[DATA RECORDS — start]

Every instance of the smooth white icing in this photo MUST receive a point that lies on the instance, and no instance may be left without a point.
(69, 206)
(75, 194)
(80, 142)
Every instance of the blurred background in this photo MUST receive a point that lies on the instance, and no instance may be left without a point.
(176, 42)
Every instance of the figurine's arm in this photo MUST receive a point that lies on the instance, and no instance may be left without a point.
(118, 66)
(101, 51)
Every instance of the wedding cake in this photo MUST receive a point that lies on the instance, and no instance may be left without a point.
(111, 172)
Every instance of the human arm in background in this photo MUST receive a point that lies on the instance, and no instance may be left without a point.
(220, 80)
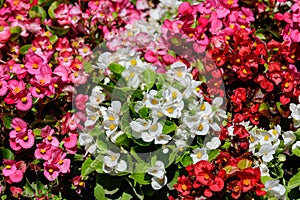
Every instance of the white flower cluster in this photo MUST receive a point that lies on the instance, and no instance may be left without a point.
(175, 99)
(295, 109)
(159, 178)
(267, 142)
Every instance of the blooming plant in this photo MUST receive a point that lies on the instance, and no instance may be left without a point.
(137, 99)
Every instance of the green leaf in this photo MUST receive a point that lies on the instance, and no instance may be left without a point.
(186, 160)
(24, 49)
(57, 30)
(37, 132)
(88, 68)
(116, 68)
(53, 39)
(296, 151)
(139, 178)
(86, 169)
(294, 181)
(264, 109)
(7, 154)
(244, 163)
(260, 36)
(169, 127)
(51, 9)
(7, 121)
(37, 12)
(126, 196)
(99, 192)
(149, 77)
(144, 112)
(15, 32)
(213, 154)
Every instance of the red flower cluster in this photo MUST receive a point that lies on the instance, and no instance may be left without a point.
(224, 174)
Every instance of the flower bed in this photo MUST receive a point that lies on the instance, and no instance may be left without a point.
(146, 99)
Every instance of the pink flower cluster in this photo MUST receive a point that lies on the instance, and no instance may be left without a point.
(292, 20)
(13, 171)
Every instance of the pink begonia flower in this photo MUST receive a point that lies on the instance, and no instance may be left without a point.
(13, 171)
(150, 57)
(70, 143)
(9, 167)
(229, 3)
(47, 134)
(4, 32)
(16, 86)
(216, 24)
(78, 77)
(3, 87)
(45, 76)
(80, 101)
(34, 63)
(295, 35)
(60, 160)
(24, 103)
(51, 171)
(84, 51)
(19, 126)
(19, 70)
(43, 151)
(62, 72)
(25, 140)
(37, 91)
(142, 4)
(65, 59)
(62, 14)
(63, 45)
(185, 8)
(15, 191)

[DATA RECORDS — finish]

ACTION ITEM
Return exactly the lines of the listing that run from the one containing "Every instance of the pink begonia" through the last, and no others.

YOUR SOLUTION
Every instance of the pink begonia flower in this photo MUST receive a point that lies on the instance, and no instance may be left without a point.
(13, 171)
(150, 57)
(70, 143)
(9, 167)
(229, 3)
(47, 134)
(4, 32)
(16, 86)
(216, 24)
(78, 77)
(3, 87)
(45, 76)
(80, 101)
(34, 63)
(295, 35)
(60, 160)
(24, 103)
(51, 171)
(84, 51)
(19, 126)
(19, 70)
(43, 151)
(62, 72)
(25, 140)
(37, 91)
(142, 4)
(65, 59)
(62, 14)
(63, 45)
(185, 8)
(15, 191)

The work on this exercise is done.